Reproduce verbatim all of the data given below, but do not carry over the images.

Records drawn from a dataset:
• • •

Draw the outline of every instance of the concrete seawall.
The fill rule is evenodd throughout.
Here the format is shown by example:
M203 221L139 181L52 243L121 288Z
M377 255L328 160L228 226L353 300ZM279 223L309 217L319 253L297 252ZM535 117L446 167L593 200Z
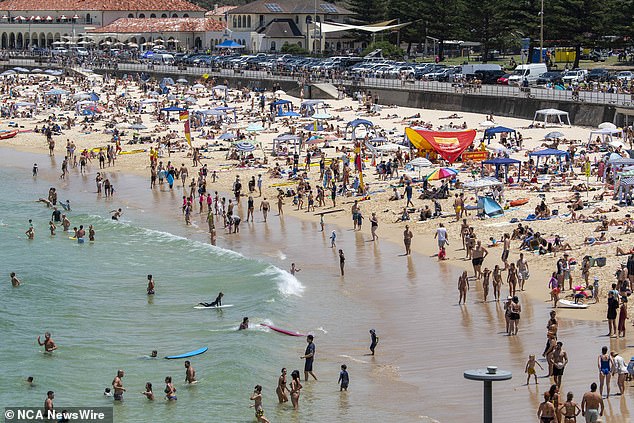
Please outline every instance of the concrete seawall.
M354 87L354 89L359 88L361 87ZM477 94L381 88L372 88L370 91L372 94L377 94L379 103L384 105L395 104L397 106L421 109L484 113L522 119L533 119L536 110L554 108L567 111L570 114L570 121L574 125L592 126L595 128L601 122L612 122L616 110L614 106L601 104L547 101L525 97L493 97Z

• • •

**Exercise output:**
Draw the outline of every instance of the concrete seawall.
The fill rule is evenodd throughout.
Here the format is shown by example:
M203 221L139 181L52 243L121 288Z
M377 255L328 160L228 226L353 300ZM279 223L309 217L319 253L297 252ZM535 117L446 167L593 200Z
Please outline every instance of the concrete seawall.
M354 87L354 89L359 88L361 87ZM477 94L381 88L372 88L370 91L372 94L377 94L379 103L384 105L395 104L397 106L421 109L484 113L522 119L533 119L536 110L554 108L567 111L570 114L570 121L574 125L592 126L595 128L601 122L612 122L616 110L614 106L601 104L547 101L525 97L493 97Z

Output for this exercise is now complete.